Quote all entries in full, exactly.

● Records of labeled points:
▬▬▬

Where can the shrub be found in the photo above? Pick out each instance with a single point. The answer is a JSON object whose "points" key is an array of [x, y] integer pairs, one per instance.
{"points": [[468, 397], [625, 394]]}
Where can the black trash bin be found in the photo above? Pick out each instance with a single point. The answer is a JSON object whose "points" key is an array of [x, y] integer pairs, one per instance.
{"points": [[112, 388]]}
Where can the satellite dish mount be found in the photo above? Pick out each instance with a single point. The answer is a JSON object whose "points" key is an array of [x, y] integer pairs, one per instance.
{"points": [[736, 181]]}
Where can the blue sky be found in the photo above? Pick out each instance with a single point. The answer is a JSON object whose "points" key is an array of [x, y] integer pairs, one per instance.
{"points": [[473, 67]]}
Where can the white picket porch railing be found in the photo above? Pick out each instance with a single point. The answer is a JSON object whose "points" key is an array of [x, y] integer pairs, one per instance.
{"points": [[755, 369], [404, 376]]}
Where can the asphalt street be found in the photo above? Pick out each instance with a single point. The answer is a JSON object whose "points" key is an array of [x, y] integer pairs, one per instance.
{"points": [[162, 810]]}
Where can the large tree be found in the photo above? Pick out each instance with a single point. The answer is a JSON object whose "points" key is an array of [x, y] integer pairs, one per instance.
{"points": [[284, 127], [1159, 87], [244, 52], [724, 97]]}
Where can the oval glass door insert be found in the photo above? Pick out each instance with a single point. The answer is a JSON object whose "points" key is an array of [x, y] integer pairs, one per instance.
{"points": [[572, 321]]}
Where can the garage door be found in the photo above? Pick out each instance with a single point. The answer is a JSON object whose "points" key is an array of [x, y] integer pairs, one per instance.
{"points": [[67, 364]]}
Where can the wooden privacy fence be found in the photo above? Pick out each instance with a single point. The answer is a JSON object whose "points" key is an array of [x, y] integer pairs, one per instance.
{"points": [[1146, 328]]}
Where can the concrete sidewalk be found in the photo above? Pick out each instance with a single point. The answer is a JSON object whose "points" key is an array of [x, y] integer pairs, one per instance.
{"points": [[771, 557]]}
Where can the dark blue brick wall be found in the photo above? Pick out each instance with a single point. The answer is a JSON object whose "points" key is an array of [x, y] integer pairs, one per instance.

▬▬▬

● Exercise answer:
Where can the shrub be found in the photo above? Pick out each instance with a single point. The answer is a JSON object whose "points" key is an array of [x, y] integer pairs, one per instance.
{"points": [[468, 397], [625, 394]]}
Where can the black trash bin be found in the photo above? Pick out each instance with a single point. The answer is a JSON object whose "points" key is an array of [x, y] integer pairs, one per instance.
{"points": [[112, 388]]}
Where can the satellite dish mount be found in the photo above? Pick out each instance with a single point. The answer is a JSON object whose "points" key is an array of [x, y] integer pairs, one per instance.
{"points": [[736, 181]]}
Where can the blue sky be found in the photo above? Pick out each instance with a single point. The answer is a JSON object whose "points" key is an array of [x, y] integer pairs, one per instance.
{"points": [[473, 67]]}
Where can the white picket porch railing be found in the photo above? Pick out each instance with a single point. The answer is a JSON object whose "points" key is an array of [x, y] integer pairs, one per instance.
{"points": [[755, 369], [404, 376]]}
Where can the asphalt street be found in the photo above? Pick out each instance with a single point. The answer is a JSON object whose "points" key is an array of [x, y] integer pairs, one per instance.
{"points": [[162, 810]]}
Where can the large tree be found in the photo above? Pick out each instance with a single point. The answer is a JSON object whose "points" key is an array of [x, y] integer pairs, one per instance.
{"points": [[284, 127], [1159, 87], [244, 52], [724, 97]]}
Where can the oval glass door insert be found in the photo above? Pick out each instance with a single point. The answer is a JSON object whose "points" key is an array of [x, y] integer pairs, one per instance.
{"points": [[572, 321]]}
Where can the garage door be found in the photo above? Pick out each instance with a single point. The answer is a JSON object whose "points" key is an array of [x, y] integer pairs, one per instance.
{"points": [[67, 364]]}
Where can the wooden privacy fence be found in the photo above? Pick out each instance with a single point. The answer is a JSON object whose "points" key is an array of [x, y] integer pairs, one per instance.
{"points": [[1146, 328]]}
Where can the concrete sidewalk be found in the photo above? Pick out each instance with a single point. The answer is a JSON object whose "points" key is an array of [x, y] integer pairs, one per instance.
{"points": [[771, 557]]}
Where can the dark blue brick wall be found in the photo above? Pick out each instance with a single point. The answer is a JSON object whose "points" key is an array of [x, y] integer pairs, one per instance.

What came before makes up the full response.